**PROBLEM DETAILS**
In the rows below, take the part that opens with the line containing "Can you see the path" and closes with the line containing "[[239, 147]]". Copy every line of that part, shifting each coordinate value in the answers up by 114 and leaving all other text unchanged.

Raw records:

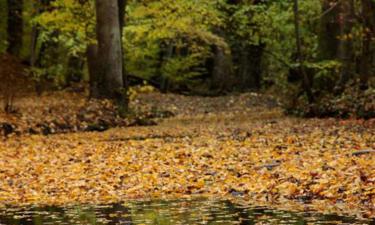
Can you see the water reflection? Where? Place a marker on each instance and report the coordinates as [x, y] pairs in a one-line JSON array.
[[199, 211]]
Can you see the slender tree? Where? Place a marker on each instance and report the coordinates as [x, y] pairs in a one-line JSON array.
[[109, 56], [306, 81], [15, 26]]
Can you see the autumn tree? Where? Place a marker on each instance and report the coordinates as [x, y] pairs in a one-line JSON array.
[[110, 63], [15, 26]]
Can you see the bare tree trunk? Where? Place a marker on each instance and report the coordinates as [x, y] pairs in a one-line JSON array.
[[306, 81], [109, 48], [345, 48], [92, 64], [15, 26], [368, 52]]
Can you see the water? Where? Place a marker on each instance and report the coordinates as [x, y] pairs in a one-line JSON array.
[[199, 211]]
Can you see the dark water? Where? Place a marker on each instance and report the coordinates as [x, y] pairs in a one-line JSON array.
[[167, 213]]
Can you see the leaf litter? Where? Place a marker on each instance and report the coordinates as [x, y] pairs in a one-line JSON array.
[[225, 147]]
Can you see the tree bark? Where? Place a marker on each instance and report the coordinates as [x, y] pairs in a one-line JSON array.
[[109, 57], [92, 64], [368, 52], [306, 81], [15, 26]]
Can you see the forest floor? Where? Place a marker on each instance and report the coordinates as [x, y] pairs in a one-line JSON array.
[[240, 147]]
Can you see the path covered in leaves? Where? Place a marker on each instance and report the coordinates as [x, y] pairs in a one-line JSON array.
[[239, 147]]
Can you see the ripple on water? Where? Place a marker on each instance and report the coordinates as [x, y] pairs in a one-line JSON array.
[[198, 211]]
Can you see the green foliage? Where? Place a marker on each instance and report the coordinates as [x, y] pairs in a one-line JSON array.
[[3, 34], [170, 38]]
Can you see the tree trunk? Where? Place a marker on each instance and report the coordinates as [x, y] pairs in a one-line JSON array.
[[301, 70], [333, 41], [368, 54], [15, 27], [109, 58], [345, 49], [249, 61], [222, 71], [92, 64]]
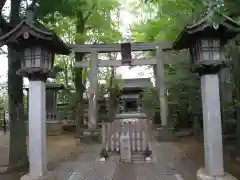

**ANSWER BELOW**
Can you see the path covered in leaves? Where? Place a marker on each instance and report the coordinates as [x, y] pairs in a one-line JSON array.
[[353, 261]]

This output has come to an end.